### Given entries
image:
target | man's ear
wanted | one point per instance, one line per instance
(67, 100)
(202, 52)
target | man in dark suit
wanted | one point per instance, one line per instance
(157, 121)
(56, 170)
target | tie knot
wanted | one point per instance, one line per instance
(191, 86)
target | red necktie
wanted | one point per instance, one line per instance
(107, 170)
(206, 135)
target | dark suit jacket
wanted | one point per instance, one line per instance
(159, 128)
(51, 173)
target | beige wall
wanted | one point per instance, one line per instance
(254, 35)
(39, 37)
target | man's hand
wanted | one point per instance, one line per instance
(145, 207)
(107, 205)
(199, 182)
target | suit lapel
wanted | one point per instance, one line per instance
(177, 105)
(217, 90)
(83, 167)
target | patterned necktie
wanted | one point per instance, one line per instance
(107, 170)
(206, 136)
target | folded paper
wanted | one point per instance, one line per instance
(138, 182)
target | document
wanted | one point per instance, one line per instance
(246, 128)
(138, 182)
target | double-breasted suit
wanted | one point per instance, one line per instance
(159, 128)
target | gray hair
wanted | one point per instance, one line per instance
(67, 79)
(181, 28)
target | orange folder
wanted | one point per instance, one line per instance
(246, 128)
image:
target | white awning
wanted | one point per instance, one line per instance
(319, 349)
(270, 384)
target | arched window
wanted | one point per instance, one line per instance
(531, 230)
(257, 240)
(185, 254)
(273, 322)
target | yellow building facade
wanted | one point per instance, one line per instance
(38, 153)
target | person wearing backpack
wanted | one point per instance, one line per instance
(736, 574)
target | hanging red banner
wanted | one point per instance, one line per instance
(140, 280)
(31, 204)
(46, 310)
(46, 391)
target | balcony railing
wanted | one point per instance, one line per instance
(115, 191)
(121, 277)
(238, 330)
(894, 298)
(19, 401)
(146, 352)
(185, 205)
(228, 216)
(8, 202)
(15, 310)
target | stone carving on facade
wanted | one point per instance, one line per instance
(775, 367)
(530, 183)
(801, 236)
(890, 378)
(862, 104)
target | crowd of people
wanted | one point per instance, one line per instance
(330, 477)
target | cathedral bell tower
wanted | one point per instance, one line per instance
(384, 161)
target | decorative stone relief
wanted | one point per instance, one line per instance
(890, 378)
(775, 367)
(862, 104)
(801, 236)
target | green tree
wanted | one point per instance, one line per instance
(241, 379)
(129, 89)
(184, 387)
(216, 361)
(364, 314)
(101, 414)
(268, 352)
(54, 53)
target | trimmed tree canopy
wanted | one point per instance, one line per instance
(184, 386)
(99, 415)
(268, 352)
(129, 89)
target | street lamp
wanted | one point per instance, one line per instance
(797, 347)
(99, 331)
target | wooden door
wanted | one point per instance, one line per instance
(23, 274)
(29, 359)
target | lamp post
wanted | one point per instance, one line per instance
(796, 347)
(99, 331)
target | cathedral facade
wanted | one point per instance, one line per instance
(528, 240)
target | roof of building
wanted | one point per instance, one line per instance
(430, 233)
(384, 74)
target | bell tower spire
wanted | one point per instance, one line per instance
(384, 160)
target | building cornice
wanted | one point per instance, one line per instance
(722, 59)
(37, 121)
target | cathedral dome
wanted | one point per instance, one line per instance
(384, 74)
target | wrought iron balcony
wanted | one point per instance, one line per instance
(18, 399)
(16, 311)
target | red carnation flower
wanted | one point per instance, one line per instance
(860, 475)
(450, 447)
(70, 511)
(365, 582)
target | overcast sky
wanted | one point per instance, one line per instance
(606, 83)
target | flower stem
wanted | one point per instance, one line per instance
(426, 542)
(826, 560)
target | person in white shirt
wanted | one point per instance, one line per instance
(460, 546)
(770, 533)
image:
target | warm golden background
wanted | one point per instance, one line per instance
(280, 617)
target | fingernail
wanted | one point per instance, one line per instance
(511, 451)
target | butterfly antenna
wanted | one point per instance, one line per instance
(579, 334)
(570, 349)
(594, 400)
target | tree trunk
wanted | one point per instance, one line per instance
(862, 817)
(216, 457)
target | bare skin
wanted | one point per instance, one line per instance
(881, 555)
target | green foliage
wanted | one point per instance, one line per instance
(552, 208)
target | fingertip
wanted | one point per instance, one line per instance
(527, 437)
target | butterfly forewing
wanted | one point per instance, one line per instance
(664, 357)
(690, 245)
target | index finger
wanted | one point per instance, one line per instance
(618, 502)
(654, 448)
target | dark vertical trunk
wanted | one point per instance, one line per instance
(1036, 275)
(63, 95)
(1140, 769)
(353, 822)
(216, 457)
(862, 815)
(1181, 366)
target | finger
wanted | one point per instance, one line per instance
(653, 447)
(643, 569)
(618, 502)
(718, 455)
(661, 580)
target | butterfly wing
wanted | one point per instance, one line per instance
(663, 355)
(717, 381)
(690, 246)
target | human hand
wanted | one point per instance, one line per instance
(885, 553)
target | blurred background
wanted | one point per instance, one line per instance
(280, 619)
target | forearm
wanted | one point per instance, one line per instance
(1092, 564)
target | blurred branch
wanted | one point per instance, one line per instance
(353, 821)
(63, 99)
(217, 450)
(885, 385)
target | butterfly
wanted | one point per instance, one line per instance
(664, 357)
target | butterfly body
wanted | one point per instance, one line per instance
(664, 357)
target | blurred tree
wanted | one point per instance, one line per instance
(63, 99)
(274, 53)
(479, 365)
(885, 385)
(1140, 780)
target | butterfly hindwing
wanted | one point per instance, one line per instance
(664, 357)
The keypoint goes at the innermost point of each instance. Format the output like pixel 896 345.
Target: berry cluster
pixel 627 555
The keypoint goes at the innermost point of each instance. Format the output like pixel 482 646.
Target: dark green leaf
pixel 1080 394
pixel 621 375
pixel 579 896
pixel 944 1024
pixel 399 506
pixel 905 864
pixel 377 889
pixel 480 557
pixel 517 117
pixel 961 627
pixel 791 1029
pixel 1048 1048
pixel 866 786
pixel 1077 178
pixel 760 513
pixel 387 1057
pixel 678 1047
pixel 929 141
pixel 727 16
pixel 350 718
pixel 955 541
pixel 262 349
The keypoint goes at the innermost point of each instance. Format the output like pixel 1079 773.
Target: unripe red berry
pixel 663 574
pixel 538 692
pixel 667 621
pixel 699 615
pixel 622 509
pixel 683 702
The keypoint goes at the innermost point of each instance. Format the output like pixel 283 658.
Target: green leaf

### Goal of the exercise
From the line containing "target | decorative stone relief" down to the line containing "target | building cornice" in the material above, reproduce every line exactly, including the two end lines.

### Task answer
target | decorative stone relief
wanted | one point per instance, one line per instance
(890, 378)
(775, 367)
(862, 104)
(801, 236)
target | green tree
wanted | one point per instance, one line per instance
(241, 379)
(129, 89)
(184, 387)
(216, 361)
(364, 314)
(101, 414)
(268, 352)
(54, 53)
target | trimmed tree canopy
wanted | one point per instance, one line per instance
(184, 386)
(99, 415)
(268, 352)
(129, 89)
target | street lamp
wanted | one point per instance, one line per instance
(797, 347)
(99, 331)
target | wooden door
wanted | one point per instance, one line per instance
(23, 274)
(29, 359)
target | lamp post
wanted | one point per instance, one line per instance
(796, 347)
(99, 331)
target | cathedral facade
wanted | one point per instance, one line per instance
(528, 240)
target | roof of building
wanted | one point per instance, one line per instance
(430, 233)
(384, 74)
target | bell tower spire
wanted | one point per instance, one line per instance
(384, 160)
target | building cornice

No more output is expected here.